>>>

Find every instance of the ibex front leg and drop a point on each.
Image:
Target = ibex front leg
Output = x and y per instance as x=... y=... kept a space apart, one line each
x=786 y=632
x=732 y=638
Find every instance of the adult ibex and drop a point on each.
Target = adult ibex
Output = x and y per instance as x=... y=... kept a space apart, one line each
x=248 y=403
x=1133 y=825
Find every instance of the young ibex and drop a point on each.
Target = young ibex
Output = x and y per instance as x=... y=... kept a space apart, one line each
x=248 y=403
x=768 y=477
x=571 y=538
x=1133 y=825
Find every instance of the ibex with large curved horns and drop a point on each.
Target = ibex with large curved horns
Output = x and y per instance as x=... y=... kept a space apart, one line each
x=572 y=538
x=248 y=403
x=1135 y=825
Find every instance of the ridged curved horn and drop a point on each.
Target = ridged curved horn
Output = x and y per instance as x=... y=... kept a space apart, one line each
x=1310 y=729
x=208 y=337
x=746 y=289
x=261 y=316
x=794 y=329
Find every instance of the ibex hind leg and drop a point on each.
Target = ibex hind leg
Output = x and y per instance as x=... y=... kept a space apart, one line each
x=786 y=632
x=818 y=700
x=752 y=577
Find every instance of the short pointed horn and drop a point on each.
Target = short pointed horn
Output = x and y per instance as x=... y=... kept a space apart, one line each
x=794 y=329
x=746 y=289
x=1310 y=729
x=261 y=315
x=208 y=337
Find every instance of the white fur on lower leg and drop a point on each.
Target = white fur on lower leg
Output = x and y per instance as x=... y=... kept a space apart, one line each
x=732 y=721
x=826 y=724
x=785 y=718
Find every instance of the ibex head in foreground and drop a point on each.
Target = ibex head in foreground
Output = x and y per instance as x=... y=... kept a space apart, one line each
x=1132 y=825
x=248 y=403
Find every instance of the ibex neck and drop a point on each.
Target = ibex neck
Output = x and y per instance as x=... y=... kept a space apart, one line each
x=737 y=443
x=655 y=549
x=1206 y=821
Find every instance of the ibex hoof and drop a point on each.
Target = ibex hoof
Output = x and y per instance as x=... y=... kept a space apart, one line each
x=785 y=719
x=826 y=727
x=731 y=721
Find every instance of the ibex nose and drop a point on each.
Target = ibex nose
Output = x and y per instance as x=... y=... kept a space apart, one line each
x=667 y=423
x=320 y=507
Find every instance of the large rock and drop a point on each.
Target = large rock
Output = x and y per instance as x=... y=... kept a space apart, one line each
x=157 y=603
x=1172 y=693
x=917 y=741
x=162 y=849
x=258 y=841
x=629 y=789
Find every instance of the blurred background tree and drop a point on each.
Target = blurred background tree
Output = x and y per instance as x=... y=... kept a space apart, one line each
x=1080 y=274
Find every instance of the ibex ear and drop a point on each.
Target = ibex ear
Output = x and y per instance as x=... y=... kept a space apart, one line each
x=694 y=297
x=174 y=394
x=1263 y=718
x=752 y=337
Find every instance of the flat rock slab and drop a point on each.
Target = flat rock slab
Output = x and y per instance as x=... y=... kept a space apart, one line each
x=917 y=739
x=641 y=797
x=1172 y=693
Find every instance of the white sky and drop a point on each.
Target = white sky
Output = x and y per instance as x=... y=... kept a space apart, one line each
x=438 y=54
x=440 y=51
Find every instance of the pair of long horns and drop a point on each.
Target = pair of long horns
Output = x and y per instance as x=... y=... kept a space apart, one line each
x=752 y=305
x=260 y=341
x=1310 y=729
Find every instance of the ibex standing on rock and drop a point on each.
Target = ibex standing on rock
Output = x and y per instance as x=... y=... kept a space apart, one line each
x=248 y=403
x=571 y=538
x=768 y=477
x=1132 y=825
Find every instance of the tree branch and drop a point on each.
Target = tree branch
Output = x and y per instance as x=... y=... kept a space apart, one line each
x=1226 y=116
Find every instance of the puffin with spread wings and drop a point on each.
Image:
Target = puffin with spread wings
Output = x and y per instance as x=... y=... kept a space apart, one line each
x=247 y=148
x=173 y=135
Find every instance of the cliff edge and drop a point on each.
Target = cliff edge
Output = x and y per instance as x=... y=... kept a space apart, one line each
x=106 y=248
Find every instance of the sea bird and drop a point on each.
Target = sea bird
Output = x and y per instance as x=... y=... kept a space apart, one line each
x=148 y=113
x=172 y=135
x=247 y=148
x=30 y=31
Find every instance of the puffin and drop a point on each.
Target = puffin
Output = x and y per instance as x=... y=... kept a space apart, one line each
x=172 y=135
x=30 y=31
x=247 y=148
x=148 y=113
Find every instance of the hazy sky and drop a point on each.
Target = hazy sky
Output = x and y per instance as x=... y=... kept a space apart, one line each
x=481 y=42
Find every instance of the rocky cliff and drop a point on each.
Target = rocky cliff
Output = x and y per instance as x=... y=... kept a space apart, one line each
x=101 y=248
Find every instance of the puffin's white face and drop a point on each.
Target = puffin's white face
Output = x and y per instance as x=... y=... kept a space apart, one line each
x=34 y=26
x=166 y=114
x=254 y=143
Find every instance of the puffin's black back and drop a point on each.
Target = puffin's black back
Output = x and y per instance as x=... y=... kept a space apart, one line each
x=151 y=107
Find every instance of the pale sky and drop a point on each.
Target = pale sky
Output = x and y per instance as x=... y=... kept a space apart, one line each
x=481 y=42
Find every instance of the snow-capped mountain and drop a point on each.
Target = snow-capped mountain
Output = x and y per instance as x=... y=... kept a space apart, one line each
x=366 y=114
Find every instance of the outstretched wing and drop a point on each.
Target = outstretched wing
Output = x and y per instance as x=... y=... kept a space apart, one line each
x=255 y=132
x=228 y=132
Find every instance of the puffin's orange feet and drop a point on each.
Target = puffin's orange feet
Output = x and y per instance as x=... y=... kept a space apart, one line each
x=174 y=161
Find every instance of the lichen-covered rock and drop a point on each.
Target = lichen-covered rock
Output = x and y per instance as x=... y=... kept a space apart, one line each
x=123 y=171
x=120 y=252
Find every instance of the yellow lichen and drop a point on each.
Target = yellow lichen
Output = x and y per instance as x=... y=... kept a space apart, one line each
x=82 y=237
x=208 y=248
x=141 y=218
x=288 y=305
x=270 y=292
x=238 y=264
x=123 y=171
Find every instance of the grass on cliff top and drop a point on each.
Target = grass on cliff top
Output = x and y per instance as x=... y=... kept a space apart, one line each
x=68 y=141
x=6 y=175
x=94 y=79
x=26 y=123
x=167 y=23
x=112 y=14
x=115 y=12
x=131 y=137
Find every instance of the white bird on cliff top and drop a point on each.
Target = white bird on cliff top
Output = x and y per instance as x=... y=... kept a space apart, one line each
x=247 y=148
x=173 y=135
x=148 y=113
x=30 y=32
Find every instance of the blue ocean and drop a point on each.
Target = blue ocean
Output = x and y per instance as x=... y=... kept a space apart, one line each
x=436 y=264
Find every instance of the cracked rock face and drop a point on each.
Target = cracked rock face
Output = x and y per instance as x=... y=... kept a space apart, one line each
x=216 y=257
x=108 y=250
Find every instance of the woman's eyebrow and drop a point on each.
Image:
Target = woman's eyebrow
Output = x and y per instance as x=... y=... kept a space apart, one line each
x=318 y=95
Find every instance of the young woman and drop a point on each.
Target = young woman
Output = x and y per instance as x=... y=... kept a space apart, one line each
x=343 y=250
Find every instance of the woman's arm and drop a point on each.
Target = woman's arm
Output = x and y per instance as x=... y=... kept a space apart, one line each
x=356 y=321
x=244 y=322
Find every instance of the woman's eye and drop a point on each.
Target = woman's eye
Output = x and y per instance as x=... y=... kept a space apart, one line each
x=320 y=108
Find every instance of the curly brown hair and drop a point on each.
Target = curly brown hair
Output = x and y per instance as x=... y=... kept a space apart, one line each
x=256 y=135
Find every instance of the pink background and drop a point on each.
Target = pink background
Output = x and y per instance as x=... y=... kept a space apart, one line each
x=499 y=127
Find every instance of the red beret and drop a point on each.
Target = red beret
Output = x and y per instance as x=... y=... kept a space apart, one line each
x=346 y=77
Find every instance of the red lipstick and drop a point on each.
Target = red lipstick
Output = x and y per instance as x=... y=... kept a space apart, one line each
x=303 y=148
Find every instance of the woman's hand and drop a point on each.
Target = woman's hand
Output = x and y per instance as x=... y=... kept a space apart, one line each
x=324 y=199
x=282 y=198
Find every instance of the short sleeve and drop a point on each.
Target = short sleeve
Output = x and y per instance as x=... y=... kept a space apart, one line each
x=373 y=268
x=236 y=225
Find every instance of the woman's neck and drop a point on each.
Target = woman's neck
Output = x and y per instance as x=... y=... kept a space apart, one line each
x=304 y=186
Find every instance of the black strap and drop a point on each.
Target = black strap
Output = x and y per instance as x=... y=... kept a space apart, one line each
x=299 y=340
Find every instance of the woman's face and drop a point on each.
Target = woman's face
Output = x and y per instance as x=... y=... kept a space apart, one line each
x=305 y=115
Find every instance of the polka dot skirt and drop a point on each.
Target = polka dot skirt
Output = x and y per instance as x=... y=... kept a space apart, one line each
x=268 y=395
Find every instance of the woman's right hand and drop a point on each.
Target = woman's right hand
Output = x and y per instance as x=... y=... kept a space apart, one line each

<<<

- _DIRECTION_: Print the material above exactly as it stands, from the line containing "Find every instance of the red lipstick" through the line containing "x=304 y=186", with both of those lines included.

- _IN RESPONSE_:
Find every instance of the red lipstick and drop a point on each.
Target = red lipstick
Output = x and y per instance as x=... y=... kept a space apart, one line each
x=303 y=148
Find every instance of the woman's hand and drop a point on each.
Target = woman's hand
Output = x and y per instance as x=... y=... kept a space apart, one line each
x=324 y=199
x=282 y=198
Find every instance of the short sleeve and drop a point on each.
Target = short sleeve
Output = x and y per instance as x=... y=... kept a space apart, one line each
x=373 y=268
x=236 y=225
Find every instance of the woman's neck and drop a point on each.
Target = woman's neck
Output = x and y per instance as x=... y=... kept a space apart, one line each
x=304 y=186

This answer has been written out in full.